**Problem statement:**
For this exercise, restate the data below with no change at all.

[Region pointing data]
▼

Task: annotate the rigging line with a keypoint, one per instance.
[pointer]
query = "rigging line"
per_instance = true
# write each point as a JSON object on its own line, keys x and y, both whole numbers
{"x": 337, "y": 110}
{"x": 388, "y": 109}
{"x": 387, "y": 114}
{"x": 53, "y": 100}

▲

**Response to the task:**
Task: annotate the rigging line with a keypoint, one per instance.
[pointer]
query = "rigging line"
per_instance = true
# write each point as a JSON object on its own line, keys x and y, both whole numbers
{"x": 337, "y": 110}
{"x": 388, "y": 109}
{"x": 387, "y": 114}
{"x": 53, "y": 100}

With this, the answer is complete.